Record editorial: Park City businesses will need local support as they face a challenging summer |

Record editorial: Park City businesses will need local support as they face a challenging summer

Though so much regarding the coronavirus pandemic and how it will affect Summit County in the months ahead remains unknown, one thing has started to become apparent: The damage it has wrought on the Park City-area economy will not disappear as quickly as it arrived.

On Wednesday, organizers of the Park Silly Sunday Market announced the weekly event will not be held this year due to concerns about the virus, dealing a blow to the vendors that had hoped to participate and the surrounding businesses that cater to the tens of thousands of people who travel to Main Street to attend the open-air market throughout the summer. The news followed the cancellation earlier in the month of the Tour of Utah bicycle race, another summertime event that draws a large crowd to the Main Street core.

The announcements are two of the most concrete indications yet that it will not be a typical summer for local businesses — even if the immediate threat of the coronavirus outbreak subsides and economic restrictions are significantly loosened in the coming months.

Businesses, it seems, may not be able to count on as large of a rebound as they had hoped in the summer, a stretch typically buoyed by events like the Silly Market and an influx of out-of-state travelers visiting for corporate retreats.

--- Your tasks ---
**A.** In the editorial on Park City businesses, which weekly event did organizers announce on Wednesday would not be held this year?
**B.** Carry on the editorial on Park City businesses, starting after its last sentence.
None of the rows are needed here.

Stored records:
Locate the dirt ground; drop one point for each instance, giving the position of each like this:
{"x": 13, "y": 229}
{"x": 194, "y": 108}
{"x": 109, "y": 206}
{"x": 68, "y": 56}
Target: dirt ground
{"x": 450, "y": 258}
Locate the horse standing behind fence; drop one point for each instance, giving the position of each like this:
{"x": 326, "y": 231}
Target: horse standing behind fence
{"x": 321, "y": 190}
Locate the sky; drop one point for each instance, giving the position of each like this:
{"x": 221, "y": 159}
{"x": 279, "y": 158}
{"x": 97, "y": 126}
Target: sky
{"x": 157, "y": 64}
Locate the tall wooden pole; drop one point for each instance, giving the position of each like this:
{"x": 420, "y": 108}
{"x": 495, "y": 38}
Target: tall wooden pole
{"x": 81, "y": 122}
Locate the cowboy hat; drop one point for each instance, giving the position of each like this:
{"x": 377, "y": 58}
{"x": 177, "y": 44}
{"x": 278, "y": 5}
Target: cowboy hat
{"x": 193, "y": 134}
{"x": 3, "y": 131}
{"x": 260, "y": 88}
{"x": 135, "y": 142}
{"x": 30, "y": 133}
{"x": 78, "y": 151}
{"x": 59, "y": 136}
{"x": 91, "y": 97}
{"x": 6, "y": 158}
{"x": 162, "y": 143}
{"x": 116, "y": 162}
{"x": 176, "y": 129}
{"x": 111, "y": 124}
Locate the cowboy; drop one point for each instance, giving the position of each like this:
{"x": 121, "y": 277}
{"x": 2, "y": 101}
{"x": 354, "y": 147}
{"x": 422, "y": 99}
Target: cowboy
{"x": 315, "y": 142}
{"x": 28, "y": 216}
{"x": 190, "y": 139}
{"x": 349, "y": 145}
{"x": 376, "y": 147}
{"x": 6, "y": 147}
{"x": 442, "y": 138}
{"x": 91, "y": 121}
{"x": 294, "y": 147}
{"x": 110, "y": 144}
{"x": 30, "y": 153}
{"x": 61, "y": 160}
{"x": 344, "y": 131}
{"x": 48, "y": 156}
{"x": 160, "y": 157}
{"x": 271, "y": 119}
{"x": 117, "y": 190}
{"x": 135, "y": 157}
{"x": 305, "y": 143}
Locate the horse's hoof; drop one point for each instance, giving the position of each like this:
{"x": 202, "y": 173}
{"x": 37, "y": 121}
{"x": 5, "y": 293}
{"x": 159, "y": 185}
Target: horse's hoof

--- Results of the exercise ---
**A.** The Park Silly Sunday Market.

**B.**
In that event, businesses will be relying more than ever on the backing of Parkites. And Parkites should answer the call: Those who have money to spend this summer — many, unfortunately, will be grappling with their own financial uncertainty — should look to spend it in the community, bolstering local establishments and, in turn, supporting local jobs.

By giving businesses a helping hand, Parkites will ensure the restaurants, shops and other establishments they love will still be around for years, or decades, to come.

Understanding that it’s locals who will help them through a challenging time, businesses ought to return the favor, fostering a sense of community spirit by offering local value — like many already do during the shoulder seasons — that rewards Parkites for shopping and dining local.

The pandemic won’t last forever. Neither will the economic challenges that accompany it. But for now, it seems businesses could be fighting a swift current for the foreseeable future. Reaching the end of the crisis and getting our economy back on stable footing will be a lot easier, though, if everyone is willing to pitch in and row in the same direction.